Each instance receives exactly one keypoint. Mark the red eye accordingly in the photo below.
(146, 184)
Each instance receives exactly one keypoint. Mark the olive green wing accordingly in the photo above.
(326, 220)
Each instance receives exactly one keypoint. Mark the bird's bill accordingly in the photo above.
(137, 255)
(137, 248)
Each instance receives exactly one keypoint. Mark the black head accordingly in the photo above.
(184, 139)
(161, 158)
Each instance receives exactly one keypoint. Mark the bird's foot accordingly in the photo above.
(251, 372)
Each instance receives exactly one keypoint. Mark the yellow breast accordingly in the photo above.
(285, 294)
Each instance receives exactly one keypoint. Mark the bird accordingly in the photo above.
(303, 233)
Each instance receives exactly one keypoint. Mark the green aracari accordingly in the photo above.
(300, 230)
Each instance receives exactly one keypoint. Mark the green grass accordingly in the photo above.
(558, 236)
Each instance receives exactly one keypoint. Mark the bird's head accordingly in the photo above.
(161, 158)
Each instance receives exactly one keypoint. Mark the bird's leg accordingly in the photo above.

☆ ☆ ☆ ☆ ☆ ☆ ☆

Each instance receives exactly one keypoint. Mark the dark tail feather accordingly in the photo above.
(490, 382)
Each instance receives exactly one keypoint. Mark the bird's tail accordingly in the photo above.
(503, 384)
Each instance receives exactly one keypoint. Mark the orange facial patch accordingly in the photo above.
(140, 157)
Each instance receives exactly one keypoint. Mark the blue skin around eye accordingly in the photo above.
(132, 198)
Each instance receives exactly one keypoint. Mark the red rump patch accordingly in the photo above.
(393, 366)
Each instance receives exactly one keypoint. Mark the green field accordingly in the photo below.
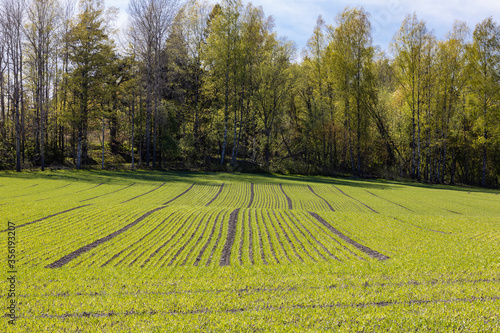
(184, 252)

☆ ☆ ☆ ☆ ☆ ☆ ☆

_THE PROBLEM_: Update the entries starting with the line containing "bird accordingly in the photo above." and going on through the line containing "Each instance receives exactly one keypoint. Mark the bird's leg" by changing "green grass" to "short grass". Keep everything else the same, and give back only those lines.

_SOLUTION FOR THIS TASK_:
Each instance receives exactly one keypoint. Mark the bird accordingly in the photo above.
(303, 233)
Each instance receives exactly one keypoint. Mark the green aracari accordingly in the photo above.
(300, 230)
Each instance receives exactly one keypoint. Mark the short grass accordingly in the photo above.
(558, 236)
Each instance receives exactly one keypoint. Mark the bird's head accordingly in the photo above.
(161, 158)
Each instance receives exactly one keypoint. Mark the bird's leg accordingly in the photo above.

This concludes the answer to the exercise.